#### [EXCERPT TO READ]
= = = = = = =

# CO2 passive reactor



## Edward (May 25, 2004)

skids said:


> Nice reactor could you post a larger macro picture? , don't be too surprised the CO2 is well diffused when at that high of a concentration, the movement of small molecules at 78F in fluid is something like 1000 ft/sec. It's faster from a point source since it's aided by not just browninan motion but also diffusion aided by a concentration gradient and it's very small average diameter of about 0.4 to 0.5 nm.


Baby bottle at Drug Store, 2.5" diameter
















































Masking tape to draw drilling points.
































Clean drilled edges








Drill small hole for CO2 hose coupling








Seal with hot glue gun
















Cut some plastic plate to seal the bottle cup
















Complete reactor








Fill up with sand








Almost invisible reactor in action








Close up of CO2 reservoir in contact with water









This simple reactor is maintenance free and fully automatic.

Thank you,
Edward


----------



## plantbrain (Jan 23, 2004)

Edward, you can add a power head to this for a semi automatic or fully auto system.

You place the outflow from the powerhead a tad below the level of the bubble level in the chamber. 

But also drill a small burp hole to leak out any excess CO2 since it can back up into the powerhead and cause it not to run or flip the jar etc with too much gas.

You can make use of the venturi on the powerhead also by having the level of this suction venturi set about 1/4 " above the outflow from the pump.

This will shoot out a mist once the reactor fills up to a predetermined volume and make the reactor no longer efficient once saturation has been achieved.

You can use DIY or Canned CO2 for this also.

Plant guild has something like I made and built a few years ago.
It's sort of a modified Gravel vac CO2 reactor shown on the Krib and you can also use that design and drill 3/16" holes to burp out gas once it reaches a user set level.


Regards, 
Tom Barr


----------

= = = = = = =

#### [DATA BLOCK]
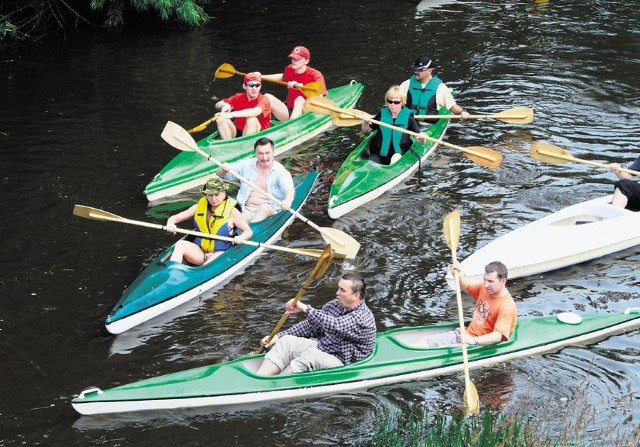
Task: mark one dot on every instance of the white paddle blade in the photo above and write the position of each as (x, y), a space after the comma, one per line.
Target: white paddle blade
(178, 137)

= = = = = = =

#### [REQUIREMENTS]
- 1) According to the CO2 reactor thread, how far above the powerhead's outflow should the level of the suction venturi be set?
- 2) Reproduce the part of the CO2 reactor thread starting at "## Edward (May" and ending at "0.4 to 0.5 nm.".
The listing is not needed here.

#### [FULL SOLUTIONS]
- 1) About 1/4 inch above the outflow from the pump.

- 2)
## Edward (May 25, 2004)

skids said:


> Nice reactor could you post a larger macro picture? , don't be too surprised the CO2 is well diffused when at that high of a concentration, the movement of small molecules at 78F in fluid is something like 1000 ft/sec. It's faster from a point source since it's aided by not just browninan motion but also diffusion aided by a concentration gradient and it's very small average diameter of about 0.4 to 0.5 nm.